● **Information shown**
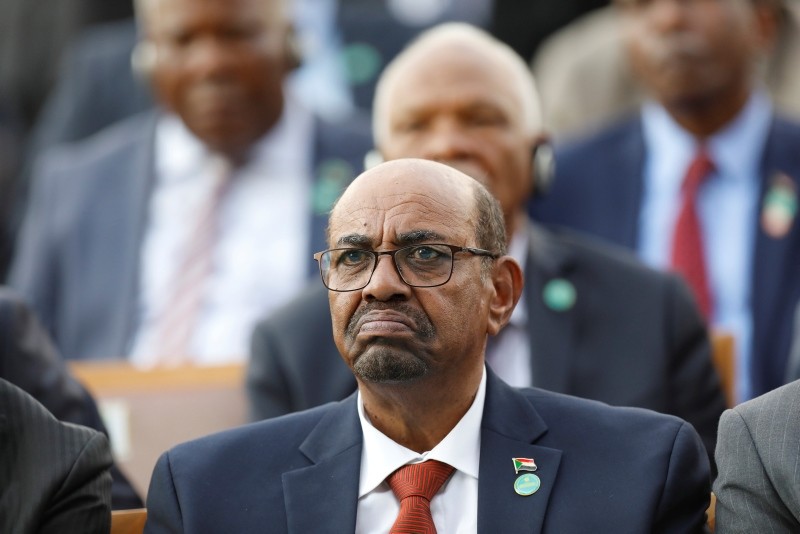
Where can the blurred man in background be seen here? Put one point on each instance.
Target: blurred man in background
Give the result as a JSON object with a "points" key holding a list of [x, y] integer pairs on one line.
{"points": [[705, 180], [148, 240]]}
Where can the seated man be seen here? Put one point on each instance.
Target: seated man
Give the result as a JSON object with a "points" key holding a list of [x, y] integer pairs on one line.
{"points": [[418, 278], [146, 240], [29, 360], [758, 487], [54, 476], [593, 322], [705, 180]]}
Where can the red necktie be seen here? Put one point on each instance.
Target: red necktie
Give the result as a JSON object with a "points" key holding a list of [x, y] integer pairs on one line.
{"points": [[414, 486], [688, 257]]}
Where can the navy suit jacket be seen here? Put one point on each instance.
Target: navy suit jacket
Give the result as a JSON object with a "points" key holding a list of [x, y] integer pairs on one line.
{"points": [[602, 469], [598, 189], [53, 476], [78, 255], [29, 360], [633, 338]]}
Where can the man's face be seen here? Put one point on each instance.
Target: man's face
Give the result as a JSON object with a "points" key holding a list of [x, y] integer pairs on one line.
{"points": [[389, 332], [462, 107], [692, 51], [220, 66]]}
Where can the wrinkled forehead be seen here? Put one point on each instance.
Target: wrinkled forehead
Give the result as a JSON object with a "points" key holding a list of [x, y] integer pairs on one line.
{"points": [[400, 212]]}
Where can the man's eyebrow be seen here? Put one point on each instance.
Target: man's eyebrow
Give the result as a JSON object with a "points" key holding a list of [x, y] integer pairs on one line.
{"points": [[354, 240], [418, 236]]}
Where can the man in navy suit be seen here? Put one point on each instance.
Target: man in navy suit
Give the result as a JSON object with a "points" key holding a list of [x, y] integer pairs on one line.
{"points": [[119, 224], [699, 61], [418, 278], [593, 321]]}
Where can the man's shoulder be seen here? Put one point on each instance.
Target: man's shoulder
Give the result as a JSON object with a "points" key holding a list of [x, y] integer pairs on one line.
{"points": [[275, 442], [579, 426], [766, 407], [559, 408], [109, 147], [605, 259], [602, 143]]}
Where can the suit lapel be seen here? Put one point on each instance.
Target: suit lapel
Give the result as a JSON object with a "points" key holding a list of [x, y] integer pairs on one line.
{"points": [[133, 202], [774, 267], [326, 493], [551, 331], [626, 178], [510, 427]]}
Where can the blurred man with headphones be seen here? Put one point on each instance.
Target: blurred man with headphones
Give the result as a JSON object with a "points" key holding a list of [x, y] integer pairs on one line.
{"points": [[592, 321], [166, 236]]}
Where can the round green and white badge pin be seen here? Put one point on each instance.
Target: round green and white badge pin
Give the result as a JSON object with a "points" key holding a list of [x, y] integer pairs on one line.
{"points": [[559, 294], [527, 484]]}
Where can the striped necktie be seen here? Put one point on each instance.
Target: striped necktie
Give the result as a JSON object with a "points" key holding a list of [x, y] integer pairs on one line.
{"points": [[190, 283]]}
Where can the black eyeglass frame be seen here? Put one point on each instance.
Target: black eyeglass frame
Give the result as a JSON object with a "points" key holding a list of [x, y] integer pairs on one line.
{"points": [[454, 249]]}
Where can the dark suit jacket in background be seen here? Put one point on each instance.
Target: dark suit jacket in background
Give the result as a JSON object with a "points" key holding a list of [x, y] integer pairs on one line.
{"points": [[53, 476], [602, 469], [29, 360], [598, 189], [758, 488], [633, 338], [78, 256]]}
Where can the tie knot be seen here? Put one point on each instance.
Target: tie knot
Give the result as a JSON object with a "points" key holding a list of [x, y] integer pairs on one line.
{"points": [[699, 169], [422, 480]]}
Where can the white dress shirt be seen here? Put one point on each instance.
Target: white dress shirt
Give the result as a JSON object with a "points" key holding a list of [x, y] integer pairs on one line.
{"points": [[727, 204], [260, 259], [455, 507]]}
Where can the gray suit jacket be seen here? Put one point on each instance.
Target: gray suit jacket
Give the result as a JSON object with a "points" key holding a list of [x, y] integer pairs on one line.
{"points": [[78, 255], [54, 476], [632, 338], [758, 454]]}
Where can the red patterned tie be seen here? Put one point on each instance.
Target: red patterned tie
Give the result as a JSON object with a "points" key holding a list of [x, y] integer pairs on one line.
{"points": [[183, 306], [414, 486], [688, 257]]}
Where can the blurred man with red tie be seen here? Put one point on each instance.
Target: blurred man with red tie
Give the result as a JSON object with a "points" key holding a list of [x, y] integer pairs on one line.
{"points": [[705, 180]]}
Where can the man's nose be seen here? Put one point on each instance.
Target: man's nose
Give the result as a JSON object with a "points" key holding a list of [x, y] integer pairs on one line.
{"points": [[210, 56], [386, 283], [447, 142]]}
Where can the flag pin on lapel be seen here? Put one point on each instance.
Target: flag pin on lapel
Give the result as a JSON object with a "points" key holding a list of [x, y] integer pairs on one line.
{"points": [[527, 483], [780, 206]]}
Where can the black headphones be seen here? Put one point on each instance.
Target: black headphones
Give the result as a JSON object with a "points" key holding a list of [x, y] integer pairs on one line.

● **Given instruction**
Take the part that opens with the line containing "Where can the man's nose" and runs through the end of the items, and write it out again with "black headphones" replaced by "wired earphones" and nothing else changed.

● **Written response**
Where can the man's nose be seen here? Put one point on each instance.
Target: man's nose
Give the result as a JSON object with a "points" key holding a list of [x, y] integer pairs on one line.
{"points": [[210, 56], [386, 283], [447, 142]]}
Where can the flag pin on lapel be seen here? Put one point on each instance.
Target: flag pin on lapel
Give the result as a JSON object with a "points" key holding a list of [x, y] integer pairs on one line.
{"points": [[527, 483], [780, 206]]}
Where can the wired earphones be seen here? Put one point on each instance.
Target: wired earphones
Give the result as a JSON object with a "points" key holding a list of [x, y] integer pairs on one line.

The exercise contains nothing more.